#### Task brief
From the line containing "Exercise. Indicate the dormer" to the last line of the records, please reproduce every line exactly and nothing more.

:: Records provided ::

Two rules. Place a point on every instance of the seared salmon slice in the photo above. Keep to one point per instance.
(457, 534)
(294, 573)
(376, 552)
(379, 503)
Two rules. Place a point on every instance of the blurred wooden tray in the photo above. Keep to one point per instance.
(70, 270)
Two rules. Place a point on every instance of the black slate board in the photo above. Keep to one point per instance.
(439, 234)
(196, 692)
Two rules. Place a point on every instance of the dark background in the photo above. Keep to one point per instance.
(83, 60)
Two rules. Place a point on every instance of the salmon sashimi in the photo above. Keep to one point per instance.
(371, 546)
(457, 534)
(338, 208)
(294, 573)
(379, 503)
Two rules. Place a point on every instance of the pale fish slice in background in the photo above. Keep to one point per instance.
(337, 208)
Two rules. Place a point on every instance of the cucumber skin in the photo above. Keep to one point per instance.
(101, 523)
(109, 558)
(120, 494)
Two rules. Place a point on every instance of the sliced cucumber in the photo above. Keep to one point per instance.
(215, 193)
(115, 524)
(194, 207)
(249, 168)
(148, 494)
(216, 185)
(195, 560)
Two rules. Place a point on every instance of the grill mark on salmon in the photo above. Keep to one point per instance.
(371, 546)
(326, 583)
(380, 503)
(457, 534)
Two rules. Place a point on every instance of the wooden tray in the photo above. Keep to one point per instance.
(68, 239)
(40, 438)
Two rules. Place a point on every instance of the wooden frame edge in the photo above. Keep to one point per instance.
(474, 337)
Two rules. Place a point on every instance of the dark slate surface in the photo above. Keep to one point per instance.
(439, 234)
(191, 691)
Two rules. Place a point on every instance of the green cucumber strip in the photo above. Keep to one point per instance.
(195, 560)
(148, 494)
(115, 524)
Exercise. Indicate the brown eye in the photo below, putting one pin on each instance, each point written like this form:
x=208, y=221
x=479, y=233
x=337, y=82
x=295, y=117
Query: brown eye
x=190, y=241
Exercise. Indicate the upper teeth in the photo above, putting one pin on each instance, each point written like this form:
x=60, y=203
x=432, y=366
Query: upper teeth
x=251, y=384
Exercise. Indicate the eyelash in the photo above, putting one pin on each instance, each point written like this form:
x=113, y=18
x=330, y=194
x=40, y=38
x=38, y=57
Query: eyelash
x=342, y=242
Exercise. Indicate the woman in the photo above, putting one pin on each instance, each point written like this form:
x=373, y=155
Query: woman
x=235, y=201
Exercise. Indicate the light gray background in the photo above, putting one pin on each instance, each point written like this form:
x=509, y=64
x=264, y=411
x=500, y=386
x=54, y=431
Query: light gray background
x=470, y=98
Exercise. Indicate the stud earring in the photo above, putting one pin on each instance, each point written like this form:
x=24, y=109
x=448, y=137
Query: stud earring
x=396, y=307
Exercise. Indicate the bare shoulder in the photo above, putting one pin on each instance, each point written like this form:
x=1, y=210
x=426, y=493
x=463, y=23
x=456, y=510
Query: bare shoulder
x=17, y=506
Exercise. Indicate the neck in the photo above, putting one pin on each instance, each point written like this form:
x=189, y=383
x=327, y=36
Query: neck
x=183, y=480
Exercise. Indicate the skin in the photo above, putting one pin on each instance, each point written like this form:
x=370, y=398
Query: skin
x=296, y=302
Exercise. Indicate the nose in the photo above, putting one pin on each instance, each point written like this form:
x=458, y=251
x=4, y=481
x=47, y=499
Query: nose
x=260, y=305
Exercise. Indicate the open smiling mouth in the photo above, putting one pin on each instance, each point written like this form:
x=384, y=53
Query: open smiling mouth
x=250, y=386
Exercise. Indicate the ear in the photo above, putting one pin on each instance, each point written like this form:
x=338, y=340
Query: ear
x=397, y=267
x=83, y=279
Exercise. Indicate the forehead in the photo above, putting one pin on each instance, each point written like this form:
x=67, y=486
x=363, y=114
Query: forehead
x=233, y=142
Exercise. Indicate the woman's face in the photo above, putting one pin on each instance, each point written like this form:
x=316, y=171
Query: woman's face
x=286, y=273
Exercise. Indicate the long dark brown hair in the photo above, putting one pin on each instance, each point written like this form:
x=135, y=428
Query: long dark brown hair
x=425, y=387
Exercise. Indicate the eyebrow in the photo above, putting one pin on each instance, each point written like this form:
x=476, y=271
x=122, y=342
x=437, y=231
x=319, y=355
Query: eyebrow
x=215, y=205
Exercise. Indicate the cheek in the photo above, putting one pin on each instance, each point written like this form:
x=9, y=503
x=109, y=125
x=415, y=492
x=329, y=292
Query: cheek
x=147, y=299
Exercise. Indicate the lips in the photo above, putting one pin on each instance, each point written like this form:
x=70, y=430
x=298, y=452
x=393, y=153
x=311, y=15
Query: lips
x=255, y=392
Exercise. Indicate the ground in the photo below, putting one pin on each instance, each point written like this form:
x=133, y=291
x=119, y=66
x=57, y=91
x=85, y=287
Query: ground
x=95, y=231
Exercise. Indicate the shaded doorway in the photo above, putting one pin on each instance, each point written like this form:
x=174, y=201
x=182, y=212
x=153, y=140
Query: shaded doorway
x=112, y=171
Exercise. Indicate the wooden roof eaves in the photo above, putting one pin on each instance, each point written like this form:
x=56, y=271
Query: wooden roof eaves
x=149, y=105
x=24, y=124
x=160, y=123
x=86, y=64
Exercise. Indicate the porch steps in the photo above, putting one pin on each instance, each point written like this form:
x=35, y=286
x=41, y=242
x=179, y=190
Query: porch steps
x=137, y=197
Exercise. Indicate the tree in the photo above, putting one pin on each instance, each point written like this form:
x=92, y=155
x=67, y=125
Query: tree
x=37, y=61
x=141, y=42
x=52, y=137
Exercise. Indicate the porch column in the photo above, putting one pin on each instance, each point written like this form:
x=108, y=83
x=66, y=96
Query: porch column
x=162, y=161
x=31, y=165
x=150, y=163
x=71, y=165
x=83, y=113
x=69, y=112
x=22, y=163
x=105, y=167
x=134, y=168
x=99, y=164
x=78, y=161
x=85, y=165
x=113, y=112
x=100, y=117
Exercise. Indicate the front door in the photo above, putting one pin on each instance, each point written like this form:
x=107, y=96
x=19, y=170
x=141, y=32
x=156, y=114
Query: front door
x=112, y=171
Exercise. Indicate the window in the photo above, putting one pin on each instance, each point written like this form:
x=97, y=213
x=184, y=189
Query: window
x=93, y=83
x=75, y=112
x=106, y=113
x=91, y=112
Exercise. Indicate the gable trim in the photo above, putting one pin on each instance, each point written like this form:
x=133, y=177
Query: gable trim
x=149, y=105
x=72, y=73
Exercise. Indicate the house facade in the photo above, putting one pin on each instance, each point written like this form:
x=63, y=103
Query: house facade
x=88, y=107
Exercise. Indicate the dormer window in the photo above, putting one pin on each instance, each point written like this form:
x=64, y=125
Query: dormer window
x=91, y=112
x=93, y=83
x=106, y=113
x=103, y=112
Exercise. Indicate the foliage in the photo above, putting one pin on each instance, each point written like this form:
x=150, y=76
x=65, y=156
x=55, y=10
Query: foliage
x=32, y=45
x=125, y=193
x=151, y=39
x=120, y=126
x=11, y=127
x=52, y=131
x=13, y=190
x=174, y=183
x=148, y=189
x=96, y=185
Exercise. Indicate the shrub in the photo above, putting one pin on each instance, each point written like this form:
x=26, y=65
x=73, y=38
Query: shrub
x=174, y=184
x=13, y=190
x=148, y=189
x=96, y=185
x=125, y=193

:::

#### Task result
Exercise. Indicate the dormer window in the photo above, putting one pin on each instance, each point written like this form:
x=64, y=125
Query: dormer window
x=91, y=112
x=93, y=83
x=106, y=113
x=103, y=112
Exercise. Indicate the foliage in the photo above, putting one pin on each instance, each point written like this form:
x=150, y=76
x=65, y=156
x=55, y=10
Query: foliage
x=32, y=45
x=125, y=193
x=151, y=39
x=120, y=126
x=11, y=127
x=52, y=131
x=13, y=190
x=174, y=183
x=148, y=189
x=96, y=185
Exercise. Indicate the shrub in the photo above, putting one pin on each instance, each point written like this form:
x=26, y=65
x=73, y=38
Query: shrub
x=174, y=184
x=13, y=190
x=148, y=189
x=96, y=185
x=125, y=193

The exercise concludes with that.